Document text —
— Start —

Project Canterbury

A Bishop Among His Flock

By the Rt. Rev. Ethelbert Talbot, D.D., LL.D.
Bishop of Bethlehem, U.S.A.

New York and London: Harper and Brothers, 1914.


Chapter XV. Christian Education

IT would be quite impossible to exaggerate the importance of the subject about which this chapter concerns itself. Whether one thinks of the future of the individual, of the nation, or of the Church, it is equally clear that on the character of those who now make up the youth of our country its destiny for weal or woe must depend.

In the earlier and simpler days of our national life, when the population was comparatively small and homogeneous, there was no anxious question of Christian education. All the influences that played upon the child's formative years--the home, the Church, and the school--were, speaking broadly, religious influences. The Colonial days and those which succeeded them were marked by a quiet but earnest piety. Those who laid the foundations of our national life were deeply religious men. The homes of our forefathers were generally religious homes where church-going and family prayer and Bible-reading and Christian schools were to be expected naturally and as a matter of course. But all this is now changed. The public school supported by the state provides for the elementary education of the child, and that is supplemented by the state university, where the demands of his academic life are met. Our country has grown from a couple of millions of people, fringing the eastern borders of the Atlantic states, to a population of over ninety millions. It is estimated that each year at least a million foreigners are added by immigration. Already a large percentage of our total population is comprised of those who have been brought up under different social, political, and religious customs from our own. Millions of these are children of school age. But it has been decided by the highest judicial authority that, as our Constitution guarantees perfect liberty of conscience to all in the exercise of their religious rights, it is not lawful that Christianity or any other religion shall be definitely taught in our public schools. The same principle forbids any undue emphasis on religion in the curriculum of our state universities. One result of this interpretation has made it unlawful even to have the Bible read in the public schools of some of our states. This does not mean that the states or our system of public education are opposed to religion, but simply that in justice to that religious liberty so carefully safeguarded by the Constitution it has been decided that public schools supported by the government shall not definitely teach religion. It is obvious that in a school composed of children whose parents are conscientious Roman Catholics, Protestants, Jews, and Agnostics, any elaborate system of dogmatic religious teaching might be deemed an injustice and arouse opposition.

— End —

Set exercise 1 — Reproduce the passage of the chapter on Christian education that begins with "IT would be" and ends with "woe must depend.", keeping every word unchanged.

Working data —

— Start —

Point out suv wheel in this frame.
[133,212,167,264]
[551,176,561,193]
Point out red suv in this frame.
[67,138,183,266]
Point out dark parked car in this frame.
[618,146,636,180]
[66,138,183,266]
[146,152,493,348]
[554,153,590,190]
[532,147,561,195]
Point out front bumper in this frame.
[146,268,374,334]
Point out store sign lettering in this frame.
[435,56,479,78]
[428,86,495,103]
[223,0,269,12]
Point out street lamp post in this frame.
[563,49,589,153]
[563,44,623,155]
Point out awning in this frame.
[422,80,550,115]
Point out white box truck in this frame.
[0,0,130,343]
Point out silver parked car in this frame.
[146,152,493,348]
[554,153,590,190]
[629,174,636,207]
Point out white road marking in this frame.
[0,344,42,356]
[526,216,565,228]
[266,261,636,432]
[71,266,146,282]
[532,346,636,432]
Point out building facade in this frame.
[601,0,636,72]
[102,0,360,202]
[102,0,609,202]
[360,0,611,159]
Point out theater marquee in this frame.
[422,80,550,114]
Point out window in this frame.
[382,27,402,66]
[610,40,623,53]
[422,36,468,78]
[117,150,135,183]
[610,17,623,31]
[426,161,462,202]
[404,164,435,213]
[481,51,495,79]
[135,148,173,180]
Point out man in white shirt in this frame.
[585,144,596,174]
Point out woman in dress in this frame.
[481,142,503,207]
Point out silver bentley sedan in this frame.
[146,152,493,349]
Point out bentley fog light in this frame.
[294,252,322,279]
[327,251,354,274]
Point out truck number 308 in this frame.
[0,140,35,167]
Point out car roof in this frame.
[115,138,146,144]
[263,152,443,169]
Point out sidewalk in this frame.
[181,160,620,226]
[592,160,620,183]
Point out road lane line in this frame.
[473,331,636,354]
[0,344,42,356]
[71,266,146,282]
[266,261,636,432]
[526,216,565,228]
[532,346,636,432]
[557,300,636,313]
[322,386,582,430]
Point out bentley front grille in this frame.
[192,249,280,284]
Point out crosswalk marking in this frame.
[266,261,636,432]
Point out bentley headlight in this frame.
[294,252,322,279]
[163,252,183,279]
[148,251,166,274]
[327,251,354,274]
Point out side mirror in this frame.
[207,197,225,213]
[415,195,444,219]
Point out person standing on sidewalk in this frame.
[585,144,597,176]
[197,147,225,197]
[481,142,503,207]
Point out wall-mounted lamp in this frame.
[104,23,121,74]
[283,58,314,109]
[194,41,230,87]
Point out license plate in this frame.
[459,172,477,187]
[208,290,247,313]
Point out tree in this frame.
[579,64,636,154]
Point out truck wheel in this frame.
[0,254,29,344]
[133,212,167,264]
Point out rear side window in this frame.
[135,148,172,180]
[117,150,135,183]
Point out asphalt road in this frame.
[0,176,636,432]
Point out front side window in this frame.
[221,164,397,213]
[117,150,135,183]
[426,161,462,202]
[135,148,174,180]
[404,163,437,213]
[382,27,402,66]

— End —
— Start —

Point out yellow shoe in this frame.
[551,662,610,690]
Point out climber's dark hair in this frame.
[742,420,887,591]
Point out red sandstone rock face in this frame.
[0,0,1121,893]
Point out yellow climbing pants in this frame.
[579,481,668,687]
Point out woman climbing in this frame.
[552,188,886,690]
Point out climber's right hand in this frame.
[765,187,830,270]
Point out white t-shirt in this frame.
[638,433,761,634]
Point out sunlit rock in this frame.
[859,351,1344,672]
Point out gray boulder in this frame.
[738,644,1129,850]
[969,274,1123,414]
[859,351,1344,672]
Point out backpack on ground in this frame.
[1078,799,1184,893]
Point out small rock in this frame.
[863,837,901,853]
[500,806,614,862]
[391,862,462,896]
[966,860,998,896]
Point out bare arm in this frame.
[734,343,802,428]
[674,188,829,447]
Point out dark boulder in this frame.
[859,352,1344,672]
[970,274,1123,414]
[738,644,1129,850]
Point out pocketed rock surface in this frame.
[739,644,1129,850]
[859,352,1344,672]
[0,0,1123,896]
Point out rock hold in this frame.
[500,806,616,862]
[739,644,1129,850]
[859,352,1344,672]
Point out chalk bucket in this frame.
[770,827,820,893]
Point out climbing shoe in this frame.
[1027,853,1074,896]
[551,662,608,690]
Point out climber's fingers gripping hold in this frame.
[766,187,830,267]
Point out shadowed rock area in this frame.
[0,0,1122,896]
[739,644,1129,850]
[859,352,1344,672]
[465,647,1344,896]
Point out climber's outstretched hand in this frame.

— End —

Set exercise 2 — Turn the rows into a numbered list, leaving out blank lines. Start at the line containing "Point out red sandstone" and end with the line containing "[1078,799,1184,893]", including both.

Written answer 1 —
IT would be quite impossible to exaggerate the importance of the subject about which this chapter concerns itself. Whether one thinks of the future of the individual, of the nation, or of the Church, it is equally clear that on the character of those who now make up the youth of our country its destiny for weal or woe must depend.

Written answer 2 —
1. Point out red sandstone rock face in this frame.
2. [0,0,1121,893]
3. Point out yellow climbing pants in this frame.
4. [579,481,668,687]
5. Point out woman climbing in this frame.
6. [552,188,886,690]
7. Point out climber's right hand in this frame.
8. [765,187,830,270]
9. Point out white t-shirt in this frame.
10. [638,433,761,634]
11. Point out sunlit rock in this frame.
12. [859,351,1344,672]
13. Point out gray boulder in this frame.
14. [738,644,1129,850]
15. [969,274,1123,414]
16. [859,351,1344,672]
17. Point out backpack on ground in this frame.
18. [1078,799,1184,893]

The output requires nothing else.